Location labeling records

/---

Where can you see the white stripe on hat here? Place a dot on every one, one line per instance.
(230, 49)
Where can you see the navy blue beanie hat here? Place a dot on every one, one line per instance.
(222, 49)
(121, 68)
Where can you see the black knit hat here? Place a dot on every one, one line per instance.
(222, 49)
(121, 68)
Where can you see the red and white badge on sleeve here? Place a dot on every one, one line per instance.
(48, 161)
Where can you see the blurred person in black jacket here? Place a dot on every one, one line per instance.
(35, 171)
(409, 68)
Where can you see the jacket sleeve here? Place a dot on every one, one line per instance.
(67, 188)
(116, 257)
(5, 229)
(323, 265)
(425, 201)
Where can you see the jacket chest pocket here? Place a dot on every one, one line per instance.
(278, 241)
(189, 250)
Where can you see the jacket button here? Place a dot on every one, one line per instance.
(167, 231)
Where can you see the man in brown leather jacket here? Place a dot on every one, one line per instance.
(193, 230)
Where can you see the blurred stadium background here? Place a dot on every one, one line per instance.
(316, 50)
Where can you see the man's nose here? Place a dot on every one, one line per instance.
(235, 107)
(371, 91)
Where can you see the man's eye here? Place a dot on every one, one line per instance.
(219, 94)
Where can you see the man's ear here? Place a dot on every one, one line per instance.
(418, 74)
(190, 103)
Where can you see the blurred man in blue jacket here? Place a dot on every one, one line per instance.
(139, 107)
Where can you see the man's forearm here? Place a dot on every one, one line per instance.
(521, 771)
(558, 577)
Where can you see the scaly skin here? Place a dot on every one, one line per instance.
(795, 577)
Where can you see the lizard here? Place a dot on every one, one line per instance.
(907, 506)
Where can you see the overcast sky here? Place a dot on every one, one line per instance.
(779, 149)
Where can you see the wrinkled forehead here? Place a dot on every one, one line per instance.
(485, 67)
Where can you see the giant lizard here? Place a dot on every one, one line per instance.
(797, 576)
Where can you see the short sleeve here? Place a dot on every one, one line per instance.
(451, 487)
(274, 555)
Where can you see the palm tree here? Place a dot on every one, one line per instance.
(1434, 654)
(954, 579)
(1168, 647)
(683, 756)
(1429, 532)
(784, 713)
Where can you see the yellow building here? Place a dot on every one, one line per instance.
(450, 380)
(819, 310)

\---

Reproduce every entry shown above, precisely as it stands.

* The completed task
Where can you see the white stripe on hat here? Place a dot on every one, one line per instance.
(230, 49)
Where can you see the navy blue beanie hat here? Place a dot on every one, one line per instance.
(222, 49)
(121, 68)
Where can you see the black knit hat here? Place a dot on every one, one line per instance.
(222, 49)
(121, 68)
Where can you see the red and white badge on sleeve here? Place a dot on every one, one line per instance.
(48, 161)
Where can you see the blurred person in black jacket here? Place a dot on every one, one line per instance.
(35, 171)
(409, 68)
Where can you see the jacket sleeve here? Place a dot on every one, one line per instance.
(67, 188)
(116, 257)
(5, 229)
(323, 265)
(425, 201)
Where can you see the jacket chest pocket here? Place a dot on every one, one line per instance.
(278, 241)
(189, 250)
Where can you see the jacket button here? Place a dot on every one, one line per instance.
(167, 231)
Where can you see the man in brown leather jacket here? Place a dot on every one, one line per instance.
(193, 230)
Where can you see the blurred stadium background here? Place a dot on every one, one line per instance.
(316, 50)
Where can you see the man's nose here? Place a dot on every one, one line per instance.
(235, 107)
(371, 91)
Where can you see the man's eye here? Place a dot on every one, one line per instance.
(219, 94)
Where can you see the man's ear here? Place a dot on every one, one line per instance.
(418, 74)
(190, 103)
Where can you see the blurred man in blue jacket here? Place a dot on every one, one line per instance.
(139, 107)
Where can you see the man's forearm here? Place a dot on every one, one line per instance.
(521, 771)
(558, 577)
Where can you see the scaly skin here? Place a dot on every one, one line per instance.
(795, 577)
Where can you see the lizard here? Place a dot on every one, one line per instance.
(907, 506)
Where can you see the overcast sky here? Place a dot on every one, one line per instance.
(779, 149)
Where can you see the wrinkled forehead here? Place a dot on every one, one line per instance.
(485, 67)
Where can you see the giant lizard here? Place a dot on every one, one line per instance.
(797, 576)
Where can you see the short sleeve here? Place a dot on every one, one line per instance.
(451, 487)
(274, 555)
Where can you see the palm tree here? Place a dot on every one, one line per instance.
(1434, 654)
(954, 579)
(1168, 647)
(683, 756)
(1429, 532)
(784, 713)
Where can you see the yellow building here? Place a dot on every one, one line per instance.
(450, 380)
(819, 310)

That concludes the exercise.